From start to finish, Sir Francis Crick's imaginative book raises an insistent question, ''Should we take it seriously?'' After all, the notion that earthly life started from microbes sent here by alien beings - so-called directed panspermia - while not particularly new, is not exactly mainline biological thinking.
But Sir Francis has a lot going for him. His scientific credentials are impeccable. He won his Noble Prize for his share in unraveling the structure of the DNA molecule, which carries the genetic code. More important, he handles his speculations with a strict scientific discipline while leaving out none of the fun.
He says his main aim is to sketch out the background knowledge one needs to speculate sensibly about organic life's origins - knowledge of how the universe, Earth, and its life forms have evolved as well as how biology's genetic mechanisms work. This he does with an elegant simplicity and wit that let any interested layman into the discussion.
Then he outlines the outrageous notion that he and his colleague Leslie Orgel have been promoting: At a time long ago on a world far away, intelligent beings sent off a rocketload of microbes. This eventually seeded the primitive Earth with its first living organisms.

Record set >>
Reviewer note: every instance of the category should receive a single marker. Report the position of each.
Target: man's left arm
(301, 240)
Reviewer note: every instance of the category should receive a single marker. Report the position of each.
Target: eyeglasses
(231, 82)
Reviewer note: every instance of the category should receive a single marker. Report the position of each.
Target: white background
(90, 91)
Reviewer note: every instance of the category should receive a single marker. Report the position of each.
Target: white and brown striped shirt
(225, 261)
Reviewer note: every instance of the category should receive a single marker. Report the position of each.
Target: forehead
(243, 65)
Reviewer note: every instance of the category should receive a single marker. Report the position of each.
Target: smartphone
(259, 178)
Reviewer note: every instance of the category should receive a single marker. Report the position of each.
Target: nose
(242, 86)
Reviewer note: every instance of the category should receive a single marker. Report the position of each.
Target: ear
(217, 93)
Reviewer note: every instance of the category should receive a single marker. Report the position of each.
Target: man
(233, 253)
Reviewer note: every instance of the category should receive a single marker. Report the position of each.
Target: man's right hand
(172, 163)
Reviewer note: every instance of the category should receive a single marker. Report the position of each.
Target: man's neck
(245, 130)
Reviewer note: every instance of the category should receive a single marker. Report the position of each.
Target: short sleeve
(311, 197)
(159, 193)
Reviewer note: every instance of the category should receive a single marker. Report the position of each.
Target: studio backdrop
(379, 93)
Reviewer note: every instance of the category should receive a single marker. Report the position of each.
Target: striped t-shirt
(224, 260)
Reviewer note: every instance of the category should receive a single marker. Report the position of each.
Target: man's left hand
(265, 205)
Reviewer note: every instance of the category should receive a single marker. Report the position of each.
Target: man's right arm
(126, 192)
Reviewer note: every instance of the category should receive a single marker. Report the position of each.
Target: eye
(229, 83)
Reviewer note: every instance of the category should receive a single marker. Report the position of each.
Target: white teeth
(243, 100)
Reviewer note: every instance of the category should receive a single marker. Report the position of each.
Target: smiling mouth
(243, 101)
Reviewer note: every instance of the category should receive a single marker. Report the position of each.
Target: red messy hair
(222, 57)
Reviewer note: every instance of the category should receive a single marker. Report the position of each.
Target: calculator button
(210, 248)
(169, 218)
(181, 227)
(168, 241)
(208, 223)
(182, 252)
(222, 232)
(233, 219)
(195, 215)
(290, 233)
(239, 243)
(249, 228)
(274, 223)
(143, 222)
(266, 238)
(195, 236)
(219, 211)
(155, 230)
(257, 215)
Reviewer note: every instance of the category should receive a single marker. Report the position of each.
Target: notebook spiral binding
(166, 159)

Task set >>
1/ Answer these questions from the book review:
(a) What achievement earned Sir Francis his prize?
(b) Who is the colleague who has been promoting the notion with him?
(c) What is the idea that earthly life started from microbes sent by alien beings called?
2/ Rewrite the book review from "From start to" through "mainline biological thinking.", inclusive, swapping "alien beings" for "extraterrestrial beings".
3/ List every area of background knowledge that, according to the book review, one needs in order to speculate sensibly about organic life's origins.

Solutions to the tasks >>
1/
(a) His share in unraveling the structure of the DNA molecule, which carries the genetic code.
(b) Leslie Orgel.
(c) Directed panspermia.

2/
From start to finish, Sir Francis Crick's imaginative book raises an insistent question, ''Should we take it seriously?'' After all, the notion that earthly life started from microbes sent here by extraterrestrial beings - so-called directed panspermia - while not particularly new, is not exactly mainline biological thinking.

3/
- How the universe has evolved
- How Earth has evolved
- How its life forms have evolved
- How biology's genetic mechanisms work